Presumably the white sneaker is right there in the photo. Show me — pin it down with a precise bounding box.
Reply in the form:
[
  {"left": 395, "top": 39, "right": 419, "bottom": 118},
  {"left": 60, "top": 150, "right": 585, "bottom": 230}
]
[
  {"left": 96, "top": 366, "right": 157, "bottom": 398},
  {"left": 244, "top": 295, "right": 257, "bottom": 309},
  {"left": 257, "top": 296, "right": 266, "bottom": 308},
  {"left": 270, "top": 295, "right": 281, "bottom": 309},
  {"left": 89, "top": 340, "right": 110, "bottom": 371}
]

+ + + + + + +

• [Directions]
Rewrite the lines above as a numbered list, leaving out any blank lines.

• [Exercise result]
1. Presumably the white sneaker is right there in the photo. Show me — pin it down with a precise bounding box.
2. Reply in the form:
3. [
4.   {"left": 395, "top": 39, "right": 419, "bottom": 118},
5.   {"left": 60, "top": 150, "right": 585, "bottom": 230}
6. ]
7. [
8.   {"left": 96, "top": 366, "right": 157, "bottom": 398},
9.   {"left": 244, "top": 295, "right": 257, "bottom": 309},
10.   {"left": 257, "top": 296, "right": 266, "bottom": 308},
11.   {"left": 270, "top": 295, "right": 281, "bottom": 309},
12.   {"left": 89, "top": 340, "right": 110, "bottom": 371}
13. ]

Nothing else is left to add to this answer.